== DATA ENTRIES

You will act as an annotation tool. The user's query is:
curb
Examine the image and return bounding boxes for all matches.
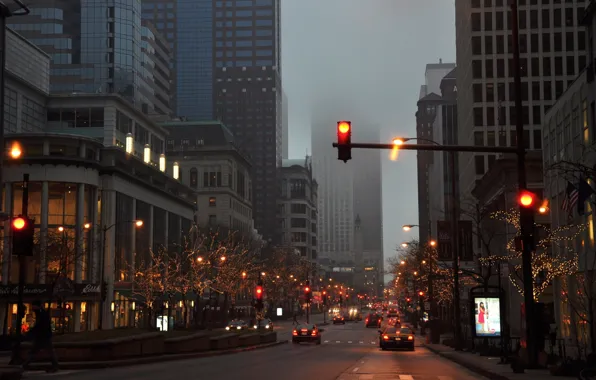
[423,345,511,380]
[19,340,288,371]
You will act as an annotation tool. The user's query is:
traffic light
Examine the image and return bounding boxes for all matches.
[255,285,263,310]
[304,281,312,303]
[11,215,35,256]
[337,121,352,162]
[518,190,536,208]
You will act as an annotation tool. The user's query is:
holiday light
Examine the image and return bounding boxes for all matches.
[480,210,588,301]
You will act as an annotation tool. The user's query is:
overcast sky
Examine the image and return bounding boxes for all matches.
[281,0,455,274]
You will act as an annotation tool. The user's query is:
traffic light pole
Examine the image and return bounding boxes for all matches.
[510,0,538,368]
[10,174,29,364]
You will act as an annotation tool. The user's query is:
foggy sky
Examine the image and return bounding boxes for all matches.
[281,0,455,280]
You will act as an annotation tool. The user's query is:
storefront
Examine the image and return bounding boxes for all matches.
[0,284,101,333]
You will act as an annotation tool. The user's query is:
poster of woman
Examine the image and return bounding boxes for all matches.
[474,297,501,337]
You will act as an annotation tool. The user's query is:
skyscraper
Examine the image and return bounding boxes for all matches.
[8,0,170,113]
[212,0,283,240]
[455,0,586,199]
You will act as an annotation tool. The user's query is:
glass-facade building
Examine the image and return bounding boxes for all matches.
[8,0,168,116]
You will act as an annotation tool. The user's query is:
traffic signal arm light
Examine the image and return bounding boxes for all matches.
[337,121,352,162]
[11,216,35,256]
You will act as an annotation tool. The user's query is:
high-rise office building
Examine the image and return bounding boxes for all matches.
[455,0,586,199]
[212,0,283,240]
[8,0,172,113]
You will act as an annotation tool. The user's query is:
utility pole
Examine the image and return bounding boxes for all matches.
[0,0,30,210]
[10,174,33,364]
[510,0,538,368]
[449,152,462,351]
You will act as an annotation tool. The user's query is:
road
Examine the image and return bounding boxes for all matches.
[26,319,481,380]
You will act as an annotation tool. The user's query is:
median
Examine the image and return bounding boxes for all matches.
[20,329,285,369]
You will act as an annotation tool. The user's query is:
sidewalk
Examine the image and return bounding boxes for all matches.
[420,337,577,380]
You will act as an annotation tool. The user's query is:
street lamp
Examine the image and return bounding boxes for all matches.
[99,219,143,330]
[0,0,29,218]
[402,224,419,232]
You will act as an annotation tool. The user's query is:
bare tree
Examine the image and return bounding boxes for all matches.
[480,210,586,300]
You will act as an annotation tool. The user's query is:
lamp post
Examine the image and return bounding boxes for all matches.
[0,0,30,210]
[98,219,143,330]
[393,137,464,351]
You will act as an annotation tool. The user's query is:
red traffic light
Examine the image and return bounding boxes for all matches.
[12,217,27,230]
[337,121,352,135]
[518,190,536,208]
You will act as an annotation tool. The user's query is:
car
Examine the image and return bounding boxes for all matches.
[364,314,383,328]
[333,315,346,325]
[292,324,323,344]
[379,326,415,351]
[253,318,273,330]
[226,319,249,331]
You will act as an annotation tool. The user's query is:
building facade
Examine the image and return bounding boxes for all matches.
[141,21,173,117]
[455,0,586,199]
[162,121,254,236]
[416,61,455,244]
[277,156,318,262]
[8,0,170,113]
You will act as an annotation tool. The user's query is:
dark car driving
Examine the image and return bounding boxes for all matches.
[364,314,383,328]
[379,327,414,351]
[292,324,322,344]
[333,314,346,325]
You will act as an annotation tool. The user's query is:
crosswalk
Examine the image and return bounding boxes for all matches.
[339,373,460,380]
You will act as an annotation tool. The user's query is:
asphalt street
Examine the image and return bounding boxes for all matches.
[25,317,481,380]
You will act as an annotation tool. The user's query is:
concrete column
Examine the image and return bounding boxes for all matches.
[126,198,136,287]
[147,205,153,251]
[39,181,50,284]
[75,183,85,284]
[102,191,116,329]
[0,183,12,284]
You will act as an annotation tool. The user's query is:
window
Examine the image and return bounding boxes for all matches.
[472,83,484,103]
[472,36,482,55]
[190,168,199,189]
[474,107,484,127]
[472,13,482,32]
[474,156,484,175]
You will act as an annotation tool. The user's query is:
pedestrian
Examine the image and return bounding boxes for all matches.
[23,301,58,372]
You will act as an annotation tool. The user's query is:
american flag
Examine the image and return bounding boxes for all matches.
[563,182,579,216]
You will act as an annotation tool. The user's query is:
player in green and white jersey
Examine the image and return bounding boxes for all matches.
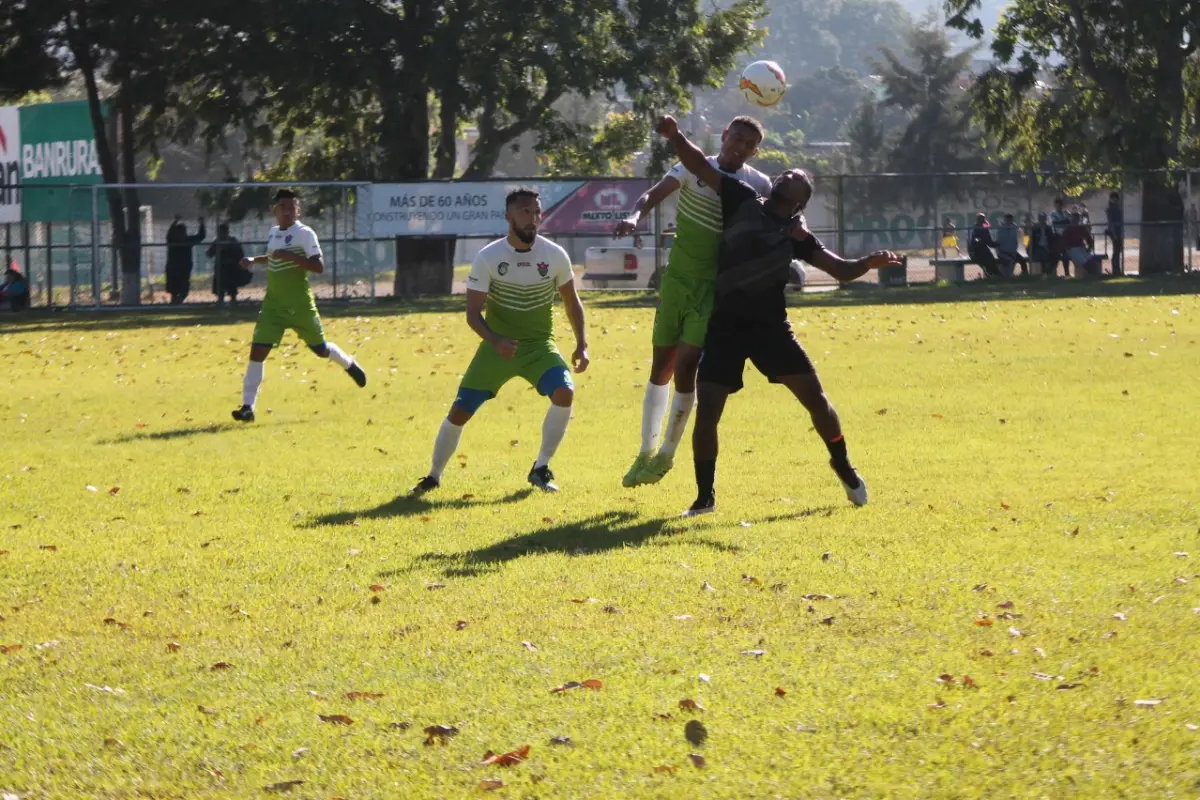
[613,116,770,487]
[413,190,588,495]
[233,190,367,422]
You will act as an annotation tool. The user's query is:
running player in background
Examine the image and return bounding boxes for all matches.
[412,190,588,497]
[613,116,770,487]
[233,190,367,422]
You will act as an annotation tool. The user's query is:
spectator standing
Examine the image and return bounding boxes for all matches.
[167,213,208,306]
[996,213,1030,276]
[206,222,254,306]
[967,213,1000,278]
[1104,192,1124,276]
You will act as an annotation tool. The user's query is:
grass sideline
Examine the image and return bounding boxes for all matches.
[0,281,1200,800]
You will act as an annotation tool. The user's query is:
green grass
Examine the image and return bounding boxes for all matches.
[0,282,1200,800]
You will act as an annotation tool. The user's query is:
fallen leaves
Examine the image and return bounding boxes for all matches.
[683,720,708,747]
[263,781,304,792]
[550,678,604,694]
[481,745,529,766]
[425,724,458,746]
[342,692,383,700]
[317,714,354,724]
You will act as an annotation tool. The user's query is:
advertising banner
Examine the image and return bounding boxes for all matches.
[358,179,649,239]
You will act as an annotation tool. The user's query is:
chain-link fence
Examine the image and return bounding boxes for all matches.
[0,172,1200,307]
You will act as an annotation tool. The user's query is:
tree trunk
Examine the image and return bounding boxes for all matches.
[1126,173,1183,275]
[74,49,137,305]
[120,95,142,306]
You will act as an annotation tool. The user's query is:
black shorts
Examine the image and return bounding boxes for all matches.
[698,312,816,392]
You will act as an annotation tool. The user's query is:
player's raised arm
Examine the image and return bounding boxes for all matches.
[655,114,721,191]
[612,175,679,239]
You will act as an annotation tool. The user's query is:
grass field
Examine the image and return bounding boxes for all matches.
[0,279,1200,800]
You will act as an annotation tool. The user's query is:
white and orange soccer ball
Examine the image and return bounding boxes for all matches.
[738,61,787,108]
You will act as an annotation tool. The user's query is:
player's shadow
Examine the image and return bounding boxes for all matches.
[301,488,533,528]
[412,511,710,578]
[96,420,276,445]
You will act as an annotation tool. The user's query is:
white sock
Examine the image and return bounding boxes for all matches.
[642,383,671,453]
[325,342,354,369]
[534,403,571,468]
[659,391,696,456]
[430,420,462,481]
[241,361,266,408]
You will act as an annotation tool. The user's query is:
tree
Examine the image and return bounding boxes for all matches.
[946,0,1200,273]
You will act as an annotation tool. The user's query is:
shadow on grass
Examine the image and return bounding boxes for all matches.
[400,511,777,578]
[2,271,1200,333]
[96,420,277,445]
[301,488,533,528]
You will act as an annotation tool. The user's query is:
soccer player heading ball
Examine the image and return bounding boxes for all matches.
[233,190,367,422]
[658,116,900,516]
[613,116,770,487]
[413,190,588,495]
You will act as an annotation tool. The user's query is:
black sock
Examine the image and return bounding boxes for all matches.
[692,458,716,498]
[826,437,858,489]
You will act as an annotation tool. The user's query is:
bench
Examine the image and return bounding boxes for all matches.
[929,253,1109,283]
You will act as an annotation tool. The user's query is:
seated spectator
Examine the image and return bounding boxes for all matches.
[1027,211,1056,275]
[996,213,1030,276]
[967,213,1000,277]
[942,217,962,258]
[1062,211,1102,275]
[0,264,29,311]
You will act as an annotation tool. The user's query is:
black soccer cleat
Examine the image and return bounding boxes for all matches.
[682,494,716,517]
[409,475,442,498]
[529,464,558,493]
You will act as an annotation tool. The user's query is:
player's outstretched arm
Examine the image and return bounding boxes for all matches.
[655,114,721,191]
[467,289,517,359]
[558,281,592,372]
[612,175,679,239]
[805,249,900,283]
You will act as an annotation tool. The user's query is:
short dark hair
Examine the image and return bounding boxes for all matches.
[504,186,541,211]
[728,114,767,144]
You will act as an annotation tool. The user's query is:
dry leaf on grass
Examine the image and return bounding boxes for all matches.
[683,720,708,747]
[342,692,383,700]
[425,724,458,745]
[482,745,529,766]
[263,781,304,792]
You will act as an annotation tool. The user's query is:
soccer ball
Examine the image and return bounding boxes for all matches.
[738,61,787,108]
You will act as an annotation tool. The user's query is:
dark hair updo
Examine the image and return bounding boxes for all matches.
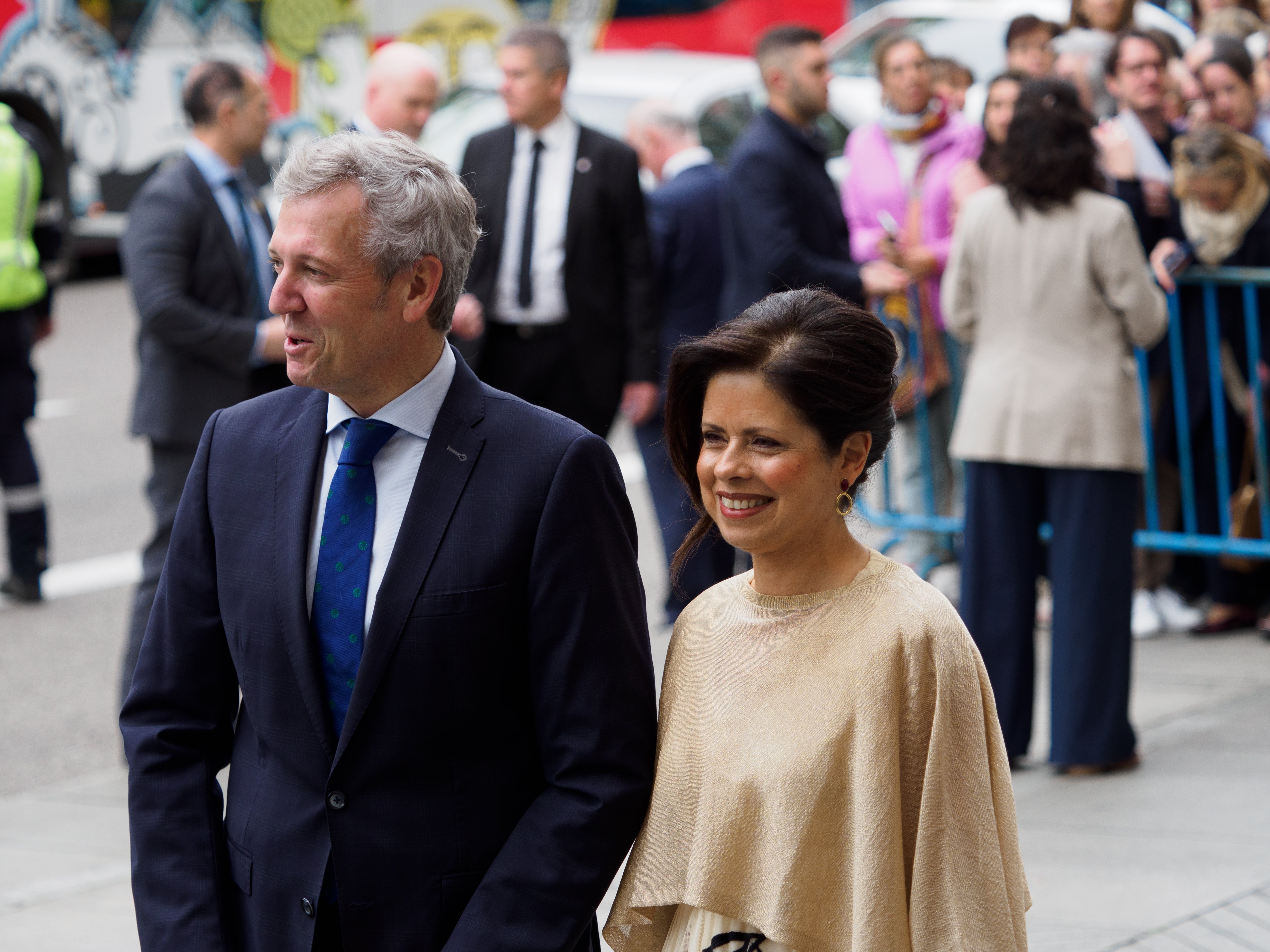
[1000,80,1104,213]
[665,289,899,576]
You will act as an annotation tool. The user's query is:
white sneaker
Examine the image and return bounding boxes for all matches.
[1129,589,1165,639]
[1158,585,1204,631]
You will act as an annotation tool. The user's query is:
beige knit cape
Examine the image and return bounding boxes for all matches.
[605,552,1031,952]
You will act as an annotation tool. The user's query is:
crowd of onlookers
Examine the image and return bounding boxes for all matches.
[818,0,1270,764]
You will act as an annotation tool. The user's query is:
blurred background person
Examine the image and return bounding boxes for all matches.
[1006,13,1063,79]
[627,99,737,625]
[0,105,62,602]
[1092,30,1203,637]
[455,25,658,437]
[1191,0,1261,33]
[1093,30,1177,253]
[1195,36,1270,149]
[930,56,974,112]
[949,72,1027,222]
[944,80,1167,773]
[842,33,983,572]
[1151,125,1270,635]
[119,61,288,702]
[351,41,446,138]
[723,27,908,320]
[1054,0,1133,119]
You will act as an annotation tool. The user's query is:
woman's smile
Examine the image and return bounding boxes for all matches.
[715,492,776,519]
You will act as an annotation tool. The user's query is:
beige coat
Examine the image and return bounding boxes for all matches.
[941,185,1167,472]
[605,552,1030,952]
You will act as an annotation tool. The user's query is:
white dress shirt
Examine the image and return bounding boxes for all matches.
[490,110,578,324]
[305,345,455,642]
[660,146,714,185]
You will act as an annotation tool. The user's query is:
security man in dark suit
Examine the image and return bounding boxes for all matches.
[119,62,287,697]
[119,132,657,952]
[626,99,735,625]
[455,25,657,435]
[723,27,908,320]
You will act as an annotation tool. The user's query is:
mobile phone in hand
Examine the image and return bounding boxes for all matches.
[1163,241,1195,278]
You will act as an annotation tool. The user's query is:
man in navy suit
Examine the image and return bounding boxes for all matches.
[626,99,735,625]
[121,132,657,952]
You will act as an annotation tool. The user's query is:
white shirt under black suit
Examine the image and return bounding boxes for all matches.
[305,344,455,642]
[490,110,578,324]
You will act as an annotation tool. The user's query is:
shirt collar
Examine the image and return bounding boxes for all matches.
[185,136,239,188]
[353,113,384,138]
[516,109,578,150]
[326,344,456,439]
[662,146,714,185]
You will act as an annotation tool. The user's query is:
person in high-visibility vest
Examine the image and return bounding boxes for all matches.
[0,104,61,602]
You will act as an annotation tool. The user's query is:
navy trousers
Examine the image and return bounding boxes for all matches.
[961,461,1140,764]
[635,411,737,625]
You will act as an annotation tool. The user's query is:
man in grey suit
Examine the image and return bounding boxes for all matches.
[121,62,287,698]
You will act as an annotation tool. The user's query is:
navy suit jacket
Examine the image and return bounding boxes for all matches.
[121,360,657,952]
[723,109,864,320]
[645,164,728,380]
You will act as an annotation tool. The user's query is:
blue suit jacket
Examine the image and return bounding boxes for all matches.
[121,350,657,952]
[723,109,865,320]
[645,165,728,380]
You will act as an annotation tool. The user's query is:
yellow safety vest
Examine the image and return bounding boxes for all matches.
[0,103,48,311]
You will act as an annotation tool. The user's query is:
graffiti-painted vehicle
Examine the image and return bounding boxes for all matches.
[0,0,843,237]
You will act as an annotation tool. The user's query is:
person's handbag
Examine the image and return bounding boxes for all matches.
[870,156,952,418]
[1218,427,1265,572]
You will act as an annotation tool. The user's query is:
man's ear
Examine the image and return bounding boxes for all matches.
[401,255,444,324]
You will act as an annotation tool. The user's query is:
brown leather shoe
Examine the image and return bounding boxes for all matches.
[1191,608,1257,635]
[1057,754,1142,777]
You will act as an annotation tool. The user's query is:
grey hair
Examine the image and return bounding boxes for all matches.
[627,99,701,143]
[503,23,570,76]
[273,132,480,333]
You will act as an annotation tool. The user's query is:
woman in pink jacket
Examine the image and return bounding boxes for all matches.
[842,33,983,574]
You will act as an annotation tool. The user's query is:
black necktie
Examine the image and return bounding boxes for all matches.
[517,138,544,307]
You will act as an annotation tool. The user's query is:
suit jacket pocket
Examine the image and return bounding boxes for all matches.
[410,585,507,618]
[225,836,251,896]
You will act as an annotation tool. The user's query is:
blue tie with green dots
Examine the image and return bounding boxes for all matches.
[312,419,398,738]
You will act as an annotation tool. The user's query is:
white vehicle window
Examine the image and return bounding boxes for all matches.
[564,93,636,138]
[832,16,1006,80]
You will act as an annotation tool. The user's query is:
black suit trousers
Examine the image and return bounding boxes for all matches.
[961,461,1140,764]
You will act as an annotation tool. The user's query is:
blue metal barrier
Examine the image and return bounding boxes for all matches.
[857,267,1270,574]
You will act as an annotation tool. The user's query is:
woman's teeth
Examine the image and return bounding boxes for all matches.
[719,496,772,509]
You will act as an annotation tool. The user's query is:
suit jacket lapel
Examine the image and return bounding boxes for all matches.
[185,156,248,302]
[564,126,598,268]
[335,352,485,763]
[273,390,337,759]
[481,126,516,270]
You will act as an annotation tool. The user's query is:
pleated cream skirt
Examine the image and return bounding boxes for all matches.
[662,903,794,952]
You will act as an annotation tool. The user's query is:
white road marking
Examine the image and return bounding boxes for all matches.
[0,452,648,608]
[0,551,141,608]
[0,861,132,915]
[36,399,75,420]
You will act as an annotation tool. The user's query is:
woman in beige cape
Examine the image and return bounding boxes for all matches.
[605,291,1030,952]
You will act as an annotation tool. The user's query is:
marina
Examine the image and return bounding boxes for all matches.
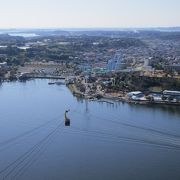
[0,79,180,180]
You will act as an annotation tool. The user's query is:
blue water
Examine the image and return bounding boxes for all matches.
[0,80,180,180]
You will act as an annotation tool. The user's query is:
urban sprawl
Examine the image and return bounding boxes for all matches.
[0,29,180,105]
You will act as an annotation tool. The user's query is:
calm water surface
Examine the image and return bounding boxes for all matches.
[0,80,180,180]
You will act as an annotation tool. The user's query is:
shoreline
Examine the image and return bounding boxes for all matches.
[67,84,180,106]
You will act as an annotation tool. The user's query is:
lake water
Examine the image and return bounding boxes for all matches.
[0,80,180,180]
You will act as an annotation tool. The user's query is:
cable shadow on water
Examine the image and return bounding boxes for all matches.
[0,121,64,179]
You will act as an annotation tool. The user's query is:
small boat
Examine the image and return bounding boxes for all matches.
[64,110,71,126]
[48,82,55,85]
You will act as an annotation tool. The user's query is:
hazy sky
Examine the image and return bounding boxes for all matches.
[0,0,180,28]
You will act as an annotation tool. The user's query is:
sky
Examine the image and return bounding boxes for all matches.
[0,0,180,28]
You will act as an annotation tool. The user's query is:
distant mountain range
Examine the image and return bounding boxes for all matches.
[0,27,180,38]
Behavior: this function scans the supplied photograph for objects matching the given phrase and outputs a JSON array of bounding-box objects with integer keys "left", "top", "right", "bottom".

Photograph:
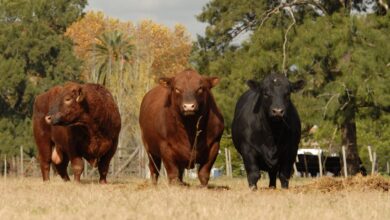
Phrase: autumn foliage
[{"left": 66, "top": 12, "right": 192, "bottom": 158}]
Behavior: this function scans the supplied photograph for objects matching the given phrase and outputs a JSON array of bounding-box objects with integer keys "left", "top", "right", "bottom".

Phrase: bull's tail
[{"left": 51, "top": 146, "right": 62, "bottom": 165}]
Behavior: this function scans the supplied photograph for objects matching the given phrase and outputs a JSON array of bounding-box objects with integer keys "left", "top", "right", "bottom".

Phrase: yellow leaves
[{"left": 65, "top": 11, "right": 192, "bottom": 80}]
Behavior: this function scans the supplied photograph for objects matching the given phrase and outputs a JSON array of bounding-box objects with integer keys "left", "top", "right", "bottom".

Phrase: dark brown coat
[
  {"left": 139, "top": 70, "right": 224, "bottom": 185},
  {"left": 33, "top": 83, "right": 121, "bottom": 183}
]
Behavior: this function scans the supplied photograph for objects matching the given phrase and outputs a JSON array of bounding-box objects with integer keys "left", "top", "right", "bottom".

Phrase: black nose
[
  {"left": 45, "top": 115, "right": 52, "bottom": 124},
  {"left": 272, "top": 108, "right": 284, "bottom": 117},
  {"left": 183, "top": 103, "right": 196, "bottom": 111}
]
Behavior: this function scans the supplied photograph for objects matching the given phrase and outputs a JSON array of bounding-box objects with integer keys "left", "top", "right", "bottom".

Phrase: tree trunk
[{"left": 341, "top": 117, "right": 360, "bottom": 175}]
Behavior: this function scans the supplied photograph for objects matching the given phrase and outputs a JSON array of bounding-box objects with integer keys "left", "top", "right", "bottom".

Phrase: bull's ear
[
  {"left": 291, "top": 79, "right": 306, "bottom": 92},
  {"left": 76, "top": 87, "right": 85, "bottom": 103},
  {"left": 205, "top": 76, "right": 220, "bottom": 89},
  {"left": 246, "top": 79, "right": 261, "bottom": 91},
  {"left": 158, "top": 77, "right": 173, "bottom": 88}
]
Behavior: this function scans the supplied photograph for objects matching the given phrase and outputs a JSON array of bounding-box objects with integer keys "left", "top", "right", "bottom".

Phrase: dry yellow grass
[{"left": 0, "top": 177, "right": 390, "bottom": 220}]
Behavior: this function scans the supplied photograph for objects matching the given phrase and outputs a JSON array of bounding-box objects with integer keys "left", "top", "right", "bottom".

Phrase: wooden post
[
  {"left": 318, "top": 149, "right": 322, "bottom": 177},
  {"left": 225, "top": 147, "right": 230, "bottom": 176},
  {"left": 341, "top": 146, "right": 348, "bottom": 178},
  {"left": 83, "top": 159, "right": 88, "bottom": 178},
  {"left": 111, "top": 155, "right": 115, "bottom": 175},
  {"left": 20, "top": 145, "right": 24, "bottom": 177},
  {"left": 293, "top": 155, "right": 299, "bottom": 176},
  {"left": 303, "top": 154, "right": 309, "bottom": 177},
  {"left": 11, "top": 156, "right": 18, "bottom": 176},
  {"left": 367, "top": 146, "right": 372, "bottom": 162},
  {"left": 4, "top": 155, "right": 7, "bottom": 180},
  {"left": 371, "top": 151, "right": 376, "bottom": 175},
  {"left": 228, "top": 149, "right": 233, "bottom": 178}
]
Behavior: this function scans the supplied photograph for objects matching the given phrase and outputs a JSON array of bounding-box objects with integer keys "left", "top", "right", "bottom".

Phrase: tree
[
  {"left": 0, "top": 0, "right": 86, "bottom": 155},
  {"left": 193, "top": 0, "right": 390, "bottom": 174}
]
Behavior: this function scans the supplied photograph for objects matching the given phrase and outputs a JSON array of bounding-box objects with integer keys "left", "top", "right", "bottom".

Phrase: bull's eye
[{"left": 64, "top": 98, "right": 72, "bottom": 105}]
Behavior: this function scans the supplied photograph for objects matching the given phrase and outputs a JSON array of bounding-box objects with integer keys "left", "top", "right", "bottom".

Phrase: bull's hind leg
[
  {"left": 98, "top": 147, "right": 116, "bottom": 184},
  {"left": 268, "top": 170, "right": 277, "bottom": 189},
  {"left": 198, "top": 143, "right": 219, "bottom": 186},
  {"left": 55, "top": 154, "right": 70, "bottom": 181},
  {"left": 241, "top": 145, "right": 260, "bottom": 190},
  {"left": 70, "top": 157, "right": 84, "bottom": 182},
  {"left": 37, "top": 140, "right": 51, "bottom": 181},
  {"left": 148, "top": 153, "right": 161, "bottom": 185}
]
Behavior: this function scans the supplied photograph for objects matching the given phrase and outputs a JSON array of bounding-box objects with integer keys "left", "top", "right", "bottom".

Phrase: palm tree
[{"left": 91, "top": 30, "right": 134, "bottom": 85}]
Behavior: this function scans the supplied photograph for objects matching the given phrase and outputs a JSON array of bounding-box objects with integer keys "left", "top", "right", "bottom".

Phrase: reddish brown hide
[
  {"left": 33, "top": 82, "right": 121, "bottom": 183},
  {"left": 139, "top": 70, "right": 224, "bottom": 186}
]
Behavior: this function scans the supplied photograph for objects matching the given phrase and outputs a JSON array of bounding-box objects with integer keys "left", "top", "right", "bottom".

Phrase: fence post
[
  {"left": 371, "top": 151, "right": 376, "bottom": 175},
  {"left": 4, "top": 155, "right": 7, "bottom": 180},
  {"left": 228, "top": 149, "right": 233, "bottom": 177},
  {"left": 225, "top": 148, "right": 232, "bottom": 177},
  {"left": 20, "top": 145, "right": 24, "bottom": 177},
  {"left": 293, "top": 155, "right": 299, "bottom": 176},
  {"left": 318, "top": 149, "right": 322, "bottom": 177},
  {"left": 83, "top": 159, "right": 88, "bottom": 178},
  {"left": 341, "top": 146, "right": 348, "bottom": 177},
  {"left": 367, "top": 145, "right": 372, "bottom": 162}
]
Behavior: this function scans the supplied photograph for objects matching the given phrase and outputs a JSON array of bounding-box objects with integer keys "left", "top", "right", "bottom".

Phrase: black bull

====

> [INSTRUCTION] Extract every line of the entries above that contains the string "yellow", and reproduce each line in full.

> [WORKED SOLUTION]
yellow safety vest
Phrase: yellow leaves
Phrase: dry yellow grass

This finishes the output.